Stated problem:
Rewrite every line of the records below as a JSON list of strings, one string per line. Leave out any blank lines.

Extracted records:

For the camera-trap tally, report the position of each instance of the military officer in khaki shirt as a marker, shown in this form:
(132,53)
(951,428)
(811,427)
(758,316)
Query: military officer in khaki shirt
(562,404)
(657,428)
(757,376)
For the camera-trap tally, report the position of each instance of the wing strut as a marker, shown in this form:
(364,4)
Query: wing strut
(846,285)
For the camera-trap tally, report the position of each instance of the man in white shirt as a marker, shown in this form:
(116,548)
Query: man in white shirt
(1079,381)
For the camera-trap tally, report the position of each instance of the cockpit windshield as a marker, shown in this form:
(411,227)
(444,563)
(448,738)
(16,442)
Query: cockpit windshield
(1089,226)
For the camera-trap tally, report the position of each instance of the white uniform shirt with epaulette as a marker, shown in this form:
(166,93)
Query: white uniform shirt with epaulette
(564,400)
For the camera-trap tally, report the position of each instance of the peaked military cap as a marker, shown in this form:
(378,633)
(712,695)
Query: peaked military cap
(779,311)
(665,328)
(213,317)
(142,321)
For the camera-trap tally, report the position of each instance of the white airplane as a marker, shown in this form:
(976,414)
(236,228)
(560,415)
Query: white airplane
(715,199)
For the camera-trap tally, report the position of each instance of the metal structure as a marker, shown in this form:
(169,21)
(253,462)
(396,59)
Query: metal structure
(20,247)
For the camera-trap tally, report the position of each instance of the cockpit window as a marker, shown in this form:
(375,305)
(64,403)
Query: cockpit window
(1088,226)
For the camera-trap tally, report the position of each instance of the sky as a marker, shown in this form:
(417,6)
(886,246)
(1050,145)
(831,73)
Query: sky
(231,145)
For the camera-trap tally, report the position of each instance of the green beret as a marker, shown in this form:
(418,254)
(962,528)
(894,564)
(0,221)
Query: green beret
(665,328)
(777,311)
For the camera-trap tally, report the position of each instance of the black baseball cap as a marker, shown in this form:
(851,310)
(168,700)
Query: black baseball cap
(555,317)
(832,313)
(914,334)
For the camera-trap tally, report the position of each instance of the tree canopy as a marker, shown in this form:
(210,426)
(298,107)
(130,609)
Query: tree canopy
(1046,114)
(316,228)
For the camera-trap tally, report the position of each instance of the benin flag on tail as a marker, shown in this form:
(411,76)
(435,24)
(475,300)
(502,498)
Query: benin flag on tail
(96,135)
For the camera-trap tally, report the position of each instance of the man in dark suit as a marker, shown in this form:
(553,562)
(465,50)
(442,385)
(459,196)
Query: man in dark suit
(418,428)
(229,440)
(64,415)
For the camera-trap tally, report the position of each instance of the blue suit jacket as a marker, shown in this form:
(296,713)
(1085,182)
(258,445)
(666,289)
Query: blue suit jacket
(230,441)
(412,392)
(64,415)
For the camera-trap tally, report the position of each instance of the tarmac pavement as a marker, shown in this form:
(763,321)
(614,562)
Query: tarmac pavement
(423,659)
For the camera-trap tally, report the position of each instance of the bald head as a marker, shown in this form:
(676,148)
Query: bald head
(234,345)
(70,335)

Task response:
[
  "For the camera-trap tally, report the position of each instance of the military officer in khaki shirt as a marker, shown in this form:",
  "(132,53)",
  "(951,428)",
  "(811,427)",
  "(758,316)",
  "Query: military officer in khaki shirt",
  "(562,404)",
  "(657,428)",
  "(757,376)",
  "For the camera-trap tally, report the position of each instance of the wing strut as a marker, shown in this form:",
  "(364,4)",
  "Query: wing strut",
  "(846,285)",
  "For the camera-trap tally, report the position of each instance of the man in white shirt as a marker, shown in this form:",
  "(116,548)",
  "Query: man in white shirt",
  "(1079,381)",
  "For the camera-trap tally, report the position of each instance of the cockpit windshield as a marker, shown in this form:",
  "(411,227)",
  "(444,563)",
  "(448,738)",
  "(16,442)",
  "Query: cockpit windshield",
  "(1089,226)",
  "For the camera-trap tally, report the position of each instance of the white uniform shirt with epaulette as a marker, shown in this form:",
  "(166,93)",
  "Query: white uniform shirt with epaulette",
  "(564,400)",
  "For the camera-trap tally, report the position of each instance of the peaked military cap as a marker, shown in this form:",
  "(378,633)",
  "(712,695)",
  "Query: peaked military cap",
  "(779,311)",
  "(665,328)",
  "(213,317)",
  "(142,321)",
  "For the camera-trap tally, report the position of each instance of the white airplane as a marker, shown in this form:",
  "(976,414)",
  "(236,228)",
  "(560,415)",
  "Query: white airplane",
  "(715,199)",
  "For the camera-trap tally, report the position of each instance of the metal structure as a marker, shown in this form:",
  "(169,21)",
  "(253,462)",
  "(396,59)",
  "Query: metal structure",
  "(20,247)",
  "For the camera-trap tally, report the position of each instance of the cockpit window as a marker, shown in this form:",
  "(375,305)",
  "(64,403)",
  "Query: cockpit window",
  "(1088,226)",
  "For the camera-trap tally, report the position of each instance of the sky as a marker, shown in this form:",
  "(417,6)",
  "(886,246)",
  "(1050,145)",
  "(831,73)",
  "Query: sky",
  "(231,145)",
  "For the camera-trap tally, report the position of each instance of the green beret as a marker, shown in this form:",
  "(418,254)",
  "(962,528)",
  "(894,564)",
  "(0,221)",
  "Query: green beret",
  "(665,328)",
  "(777,311)",
  "For the camera-trap tally, report the position of each instance of the black baseball cap as a marker, shown in this form:",
  "(851,310)",
  "(168,700)",
  "Query: black baseball cap",
  "(555,317)",
  "(832,313)",
  "(914,334)",
  "For the camera-trap tally, report the position of each instance of the tree canopy as a marker, shown in this form:",
  "(210,426)",
  "(298,107)",
  "(130,609)",
  "Query: tree canopy",
  "(1046,114)",
  "(316,228)",
  "For the camera-trap tally, report the position of each instance of the benin flag on tail as a marker, shown in this form:",
  "(411,76)",
  "(435,24)",
  "(475,300)",
  "(502,498)",
  "Query: benin flag on tail",
  "(96,135)",
  "For the camera-trap tally, report the position of each instance of the man in dark suit as a marker, shown in this form:",
  "(553,562)",
  "(465,50)",
  "(442,385)",
  "(459,196)",
  "Query: man in dark suit",
  "(418,428)",
  "(229,440)",
  "(64,415)",
  "For the camera-trap tally, report the position of each instance of the blue suit jacket as a marker, shown in this form:",
  "(296,713)",
  "(1085,182)",
  "(258,445)",
  "(666,289)",
  "Query: blue suit jacket",
  "(230,441)",
  "(412,392)",
  "(64,415)",
  "For the camera-trap tally, report the position of each instance of the tarmac pavement as a marker, shown in this form:",
  "(763,321)",
  "(614,562)",
  "Query: tarmac pavement",
  "(423,659)",
  "For the camera-trap tally, report the position of each instance of the bald head as a marker, shown in this form:",
  "(676,148)",
  "Query: bald head",
  "(234,345)",
  "(70,335)"
]